● **Exercise**: As a numbered list with blank lines omitted, write out the lines of the rows below from the line containing "contains blue stripe" through the last line of the rows.

● **Given entries**:
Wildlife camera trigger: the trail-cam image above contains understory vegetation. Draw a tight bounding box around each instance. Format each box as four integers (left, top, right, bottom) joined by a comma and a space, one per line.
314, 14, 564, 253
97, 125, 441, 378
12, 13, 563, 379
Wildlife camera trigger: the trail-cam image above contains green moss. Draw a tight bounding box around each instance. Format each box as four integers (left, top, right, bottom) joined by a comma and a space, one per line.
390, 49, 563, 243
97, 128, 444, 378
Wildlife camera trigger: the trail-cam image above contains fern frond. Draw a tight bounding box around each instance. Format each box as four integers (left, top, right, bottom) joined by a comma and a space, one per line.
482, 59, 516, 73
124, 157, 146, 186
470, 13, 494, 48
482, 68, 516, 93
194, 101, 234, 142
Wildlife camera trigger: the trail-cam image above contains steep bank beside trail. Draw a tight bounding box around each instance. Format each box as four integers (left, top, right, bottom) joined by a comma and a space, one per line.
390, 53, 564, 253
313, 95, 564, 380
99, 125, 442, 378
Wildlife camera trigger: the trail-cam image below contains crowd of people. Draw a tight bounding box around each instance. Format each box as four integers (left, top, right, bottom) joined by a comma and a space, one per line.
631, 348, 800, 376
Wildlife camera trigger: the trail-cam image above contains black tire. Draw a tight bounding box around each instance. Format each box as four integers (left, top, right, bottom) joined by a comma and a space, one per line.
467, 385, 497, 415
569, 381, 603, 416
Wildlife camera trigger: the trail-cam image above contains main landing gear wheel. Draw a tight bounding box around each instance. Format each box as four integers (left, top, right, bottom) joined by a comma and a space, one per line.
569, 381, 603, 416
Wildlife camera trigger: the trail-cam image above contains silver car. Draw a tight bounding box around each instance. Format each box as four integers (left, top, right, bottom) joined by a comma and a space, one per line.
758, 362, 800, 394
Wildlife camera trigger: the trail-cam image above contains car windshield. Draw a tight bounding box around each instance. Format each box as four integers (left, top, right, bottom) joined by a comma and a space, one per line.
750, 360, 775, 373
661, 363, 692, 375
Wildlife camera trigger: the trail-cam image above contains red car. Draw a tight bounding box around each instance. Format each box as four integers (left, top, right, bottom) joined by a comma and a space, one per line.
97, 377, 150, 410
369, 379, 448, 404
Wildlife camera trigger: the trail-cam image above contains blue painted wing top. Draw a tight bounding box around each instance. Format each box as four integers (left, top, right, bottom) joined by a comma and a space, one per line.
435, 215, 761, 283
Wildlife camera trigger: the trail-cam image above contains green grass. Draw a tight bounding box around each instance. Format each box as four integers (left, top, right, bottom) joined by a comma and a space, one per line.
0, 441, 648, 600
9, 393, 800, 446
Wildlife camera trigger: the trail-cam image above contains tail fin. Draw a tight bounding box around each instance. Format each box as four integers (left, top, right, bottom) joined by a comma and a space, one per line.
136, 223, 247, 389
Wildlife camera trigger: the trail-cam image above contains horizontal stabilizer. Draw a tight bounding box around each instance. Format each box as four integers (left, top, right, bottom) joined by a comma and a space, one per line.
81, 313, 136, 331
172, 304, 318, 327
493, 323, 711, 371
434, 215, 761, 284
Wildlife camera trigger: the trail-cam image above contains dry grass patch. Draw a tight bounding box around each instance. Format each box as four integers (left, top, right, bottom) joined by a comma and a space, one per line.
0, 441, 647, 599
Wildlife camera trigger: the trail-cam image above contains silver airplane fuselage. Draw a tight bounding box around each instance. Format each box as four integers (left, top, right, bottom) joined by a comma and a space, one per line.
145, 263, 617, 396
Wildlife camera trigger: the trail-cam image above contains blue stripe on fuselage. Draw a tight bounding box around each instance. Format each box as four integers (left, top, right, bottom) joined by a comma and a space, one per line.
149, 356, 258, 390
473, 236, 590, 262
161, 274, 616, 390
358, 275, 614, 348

● **The output**:
1. Wildlife camera trigger: the trail-cam image above contains blue stripe on fuselage. Draw a tight bounding box around each instance. Format each box as four integers (left, top, right, bottom) joined by a comma and a space, one per line.
2. 149, 356, 258, 390
3. 473, 236, 590, 262
4. 161, 274, 616, 390
5. 358, 275, 614, 348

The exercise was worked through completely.